- **AIM OF THE TASK**
Could you restate the entries word for word, without the images?

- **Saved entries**
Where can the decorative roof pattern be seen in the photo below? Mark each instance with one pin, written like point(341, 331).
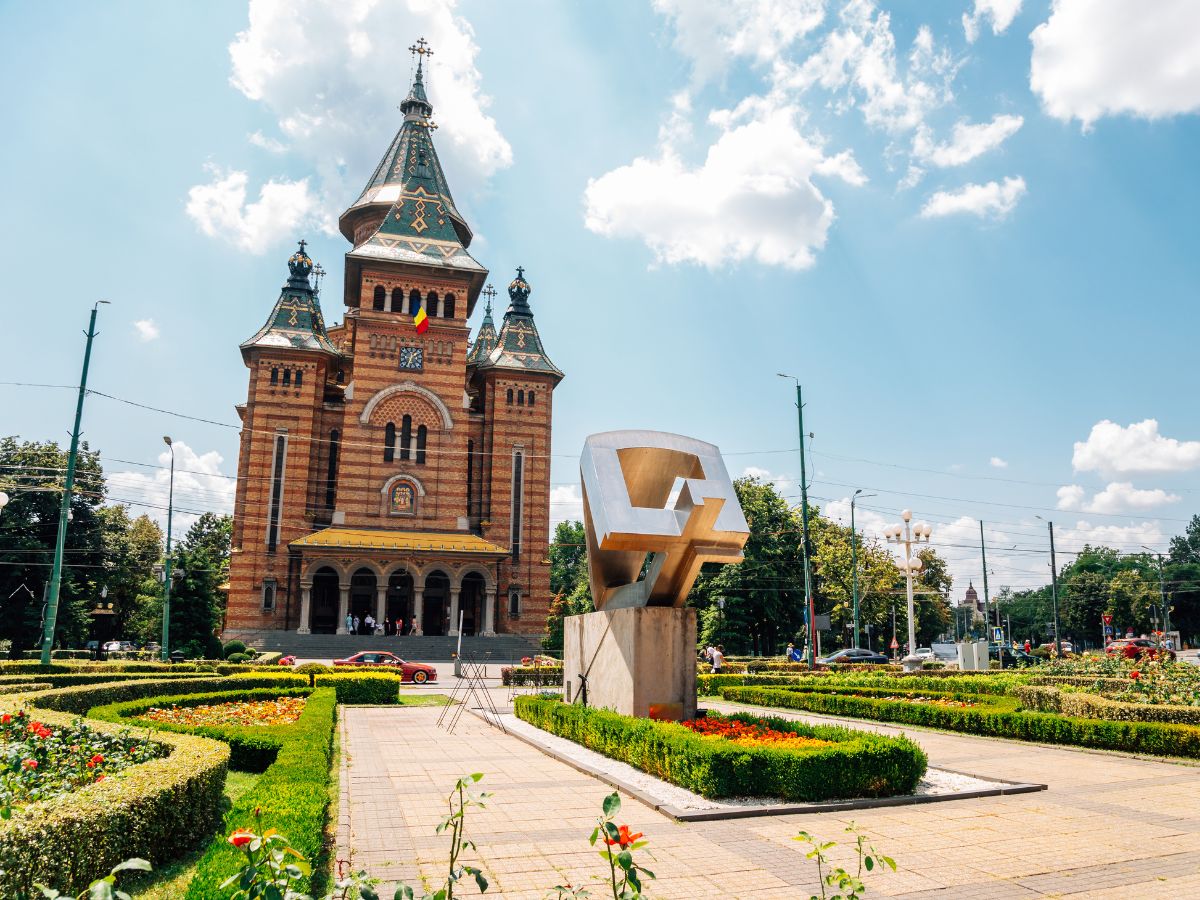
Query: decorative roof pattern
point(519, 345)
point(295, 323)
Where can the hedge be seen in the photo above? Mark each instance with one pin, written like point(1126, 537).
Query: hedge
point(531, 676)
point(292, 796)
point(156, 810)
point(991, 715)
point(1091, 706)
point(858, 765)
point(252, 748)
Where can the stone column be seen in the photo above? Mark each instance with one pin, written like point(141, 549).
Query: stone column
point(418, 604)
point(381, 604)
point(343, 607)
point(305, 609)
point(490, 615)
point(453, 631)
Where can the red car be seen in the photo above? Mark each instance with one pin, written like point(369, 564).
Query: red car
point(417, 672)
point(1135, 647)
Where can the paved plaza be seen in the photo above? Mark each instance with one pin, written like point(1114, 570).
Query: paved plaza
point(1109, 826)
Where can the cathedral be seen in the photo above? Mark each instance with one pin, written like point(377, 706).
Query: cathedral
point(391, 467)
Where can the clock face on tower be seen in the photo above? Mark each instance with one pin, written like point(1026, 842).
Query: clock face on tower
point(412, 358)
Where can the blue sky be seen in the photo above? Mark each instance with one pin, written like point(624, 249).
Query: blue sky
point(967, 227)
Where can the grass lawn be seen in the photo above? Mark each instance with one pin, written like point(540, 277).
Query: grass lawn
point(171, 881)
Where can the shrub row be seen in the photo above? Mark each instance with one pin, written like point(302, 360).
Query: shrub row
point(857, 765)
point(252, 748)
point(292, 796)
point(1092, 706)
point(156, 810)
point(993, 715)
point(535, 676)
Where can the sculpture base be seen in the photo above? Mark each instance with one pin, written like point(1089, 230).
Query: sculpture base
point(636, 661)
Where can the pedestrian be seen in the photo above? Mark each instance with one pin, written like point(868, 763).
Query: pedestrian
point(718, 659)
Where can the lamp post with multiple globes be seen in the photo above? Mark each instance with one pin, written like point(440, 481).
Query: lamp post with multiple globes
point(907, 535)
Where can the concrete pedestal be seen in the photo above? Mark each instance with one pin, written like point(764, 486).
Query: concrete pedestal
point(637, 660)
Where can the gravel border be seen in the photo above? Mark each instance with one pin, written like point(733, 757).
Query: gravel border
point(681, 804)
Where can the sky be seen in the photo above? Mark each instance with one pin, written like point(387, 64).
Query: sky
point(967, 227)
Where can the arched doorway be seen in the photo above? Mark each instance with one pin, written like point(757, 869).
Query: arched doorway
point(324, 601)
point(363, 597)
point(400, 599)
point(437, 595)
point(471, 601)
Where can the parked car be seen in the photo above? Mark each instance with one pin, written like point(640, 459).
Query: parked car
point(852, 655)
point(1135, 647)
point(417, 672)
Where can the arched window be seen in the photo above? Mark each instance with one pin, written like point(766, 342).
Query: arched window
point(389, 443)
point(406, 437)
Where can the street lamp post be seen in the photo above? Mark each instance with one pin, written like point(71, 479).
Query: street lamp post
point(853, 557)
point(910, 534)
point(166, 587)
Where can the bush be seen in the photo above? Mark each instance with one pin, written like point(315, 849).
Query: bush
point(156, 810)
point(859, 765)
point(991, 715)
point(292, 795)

- **ANSWER TO THE EXERCISE**
Where can the decorative roof pattern be seen in the photo below? Mark each instance with one pin, written like point(341, 331).
Query: decorative roof pattern
point(519, 345)
point(295, 323)
Where can the hedge be seen in the photo above? Mark each instance with one pin, written like point(1126, 537).
Query: hedge
point(531, 676)
point(292, 796)
point(156, 810)
point(991, 715)
point(1091, 706)
point(858, 765)
point(252, 748)
Where can the stone column be seen in the photo above? Mark each instance with one pin, written like point(141, 549).
Query: stone column
point(418, 604)
point(381, 604)
point(343, 607)
point(305, 609)
point(490, 615)
point(453, 631)
Where can the red car be seen in the photo above? Mark each instance with one pin, written like point(369, 564).
Query: red car
point(417, 672)
point(1135, 647)
Where can the paved plaza be seen in the photo above? Mark each instance with one pin, written like point(1114, 570).
Query: paved plaza
point(1109, 826)
Where can the cathedral be seen in the photo above? Mark each instance with one pin, written like point(377, 706).
Query: cathedral
point(391, 467)
Where can the clock face on tower be seen in the photo above? Mark each instance with one pin, written like point(1026, 842).
Query: clock face on tower
point(412, 358)
Where can the blue sky be seen in the photo above? Mark each instance with one pin, written like point(624, 249).
Query: blue sky
point(967, 227)
Where can the grass lawn be seen in the photo above? Mark each instance with one pin, written like point(540, 277).
Query: grass lawn
point(171, 881)
Where can the shrub row be seen in the photo above? Mark each instance with one pin, written like point(302, 360).
Query: shrub row
point(857, 765)
point(252, 748)
point(292, 796)
point(1092, 706)
point(156, 810)
point(993, 715)
point(535, 676)
Where can the sculpture base be seen in the photo above? Mark each instance with one pin, written like point(1089, 230).
Query: sculpture base
point(636, 661)
Where can the pedestrian be seen in the photo above? Mark each instance with one pin, written like point(868, 763).
Query: pedestrian
point(718, 659)
Where can the lamp post with multiple globes be seen in the photo above? Mark each instance with one pin, written like point(440, 481).
Query: lamp post with multiple globes
point(907, 535)
Where can the concrete pedestal be seen in the photo above? Mark each instance with one pin, written like point(764, 486).
Query: concrete pedestal
point(637, 660)
Where can the gravel border be seen in the photo above? Mark each instance with one pin, written like point(733, 757).
Query: gravel border
point(681, 804)
Where can the sky be seen in the photo above? Mark each instance with one pin, written like point(387, 64).
Query: sky
point(967, 227)
Where can the arched doorway be seen in the photo above? Mark each instance with one pin, written like point(757, 869).
Query: arched doorway
point(324, 601)
point(363, 597)
point(400, 599)
point(437, 595)
point(471, 601)
Where can the parked car be seen in the photo above? Mark each instance with one pin, written like point(640, 459).
Query: parked car
point(852, 655)
point(1135, 647)
point(417, 672)
Where can the arched window be seen in the photo above? Mark each instance with one pin, written like point(766, 342).
Query: arched window
point(389, 443)
point(406, 437)
Where can the street lamp post be seen in the photo above? Mark each instance with one pin, written like point(71, 479).
Query: street lamp post
point(853, 557)
point(910, 534)
point(166, 587)
Where can the bush be seen in the photo above? Mark each instance with one pin, written like point(315, 849).
Query: bush
point(156, 810)
point(859, 765)
point(991, 715)
point(292, 795)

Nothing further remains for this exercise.